» **Text section**
American Journal of Pharmaceutical Education
- Discipline: Pharmaceutical education
- Language: English
- Edited by: Gayle A. Brazeau

Publication details
- History: 1937-present
- Publisher: American Association of Colleges of Pharmacy (United States)
- Frequency: Quarterly
- Open access: Yes

Standard abbreviations
- ISO 4: Am. J. Pharm. Educ.

Indexing
- CODEN: AJPDAD
- ISSN: 0002-9459 (print) 1553-6467 (web)
- OCLC no.: 01480171

Links
- Journal homepage; About AJPE;

= American Journal of Pharmaceutical Education =

The American Journal of Pharmaceutical Education is the official publication of the American Association of Colleges of Pharmacy. According to the editors, the journal's purpose is "to document and advance pharmaceutical education in the United States and Internationally."

The Journal was founded in 1937 and absorbed Proceedings of the annual meeting of the American Conference of Pharmaceutical Faculties, which had been published under a couple of variant names between 1900 and 1937. As of 2010, the editor in chief was Joseph T. DiPiro, Executive Dean at the South Carolina College of Pharmacy.

The Journal's founding editor was Rufus A. Lyman (1875–1957), who served from 1937 to 1955. Lyman was a physician who held the post of Dean of Pharmacy at the Universities of Nebraska and Arizona. By 1971, C. Boyd Granberg was the Journal's editor.

The Journal began quarterly issues in 1988. Print publication ceased in 2005 (Volume 69) while online publication began two years earlier, in 2003.

==Abstracting and indexing==
The journal is indexed by PubMed/Medline (1976–1989; 2006– ), Index Medicus (2006– ), Current Contents/Education, Current Contents/Life Sciences, International Pharmaceutical Abstracts, Current Index to Journals in Education, ProQuest, and EBSCO.

==Ranking and metrics==
The journal exhibited unusual levels of self-citation and its journal impact factor of 2019 was suspended from Journal Citation Reports in 2020, a sanction which hit 34 journals in total.

The typical volume of content published in the Journal annually increased from less than 100 articles before 2003 to more than 300 articles after 2011.

[Dataset entries]
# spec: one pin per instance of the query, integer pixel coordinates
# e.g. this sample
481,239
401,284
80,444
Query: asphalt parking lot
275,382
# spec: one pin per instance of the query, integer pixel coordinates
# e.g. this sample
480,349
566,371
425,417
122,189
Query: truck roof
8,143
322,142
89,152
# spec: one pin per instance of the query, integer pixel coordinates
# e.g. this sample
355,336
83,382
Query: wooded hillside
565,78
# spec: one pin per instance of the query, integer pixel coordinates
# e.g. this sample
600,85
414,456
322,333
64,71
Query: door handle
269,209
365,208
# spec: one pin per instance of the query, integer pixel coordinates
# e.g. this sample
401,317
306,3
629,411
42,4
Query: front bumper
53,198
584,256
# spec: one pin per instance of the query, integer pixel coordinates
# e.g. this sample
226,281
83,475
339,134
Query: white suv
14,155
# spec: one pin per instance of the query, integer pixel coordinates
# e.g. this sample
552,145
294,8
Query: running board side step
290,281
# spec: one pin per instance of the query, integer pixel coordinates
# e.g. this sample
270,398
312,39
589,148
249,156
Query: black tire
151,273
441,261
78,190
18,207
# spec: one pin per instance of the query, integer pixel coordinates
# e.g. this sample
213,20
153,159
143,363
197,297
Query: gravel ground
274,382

» **What you need to do**
[A] Condense the paragraph of the pharmacy journal text that begins "The Journal's founding editor was" into a short bulleted list that keeps its main facts.
[B] Duplicate the portion of the pharmacy journal text between "The Journal was" and "earlier, in 2003.", inclusive.
The dataset entries are separate material, unconnected to the text.

» **Solution set**
[A]
- Founding editor: Rufus A. Lyman (1875–1957), who served from 1937 to 1955
- Lyman was a physician and Dean of Pharmacy at the Universities of Nebraska and Arizona
- Editor by 1971: C. Boyd Granberg

[B]
The Journal was founded in 1937 and absorbed Proceedings of the annual meeting of the American Conference of Pharmaceutical Faculties, which had been published under a couple of variant names between 1900 and 1937. As of 2010, the editor in chief was Joseph T. DiPiro, Executive Dean at the South Carolina College of Pharmacy.

The Journal's founding editor was Rufus A. Lyman (1875–1957), who served from 1937 to 1955. Lyman was a physician who held the post of Dean of Pharmacy at the Universities of Nebraska and Arizona. By 1971, C. Boyd Granberg was the Journal's editor.

The Journal began quarterly issues in 1988. Print publication ceased in 2005 (Volume 69) while online publication began two years earlier, in 2003.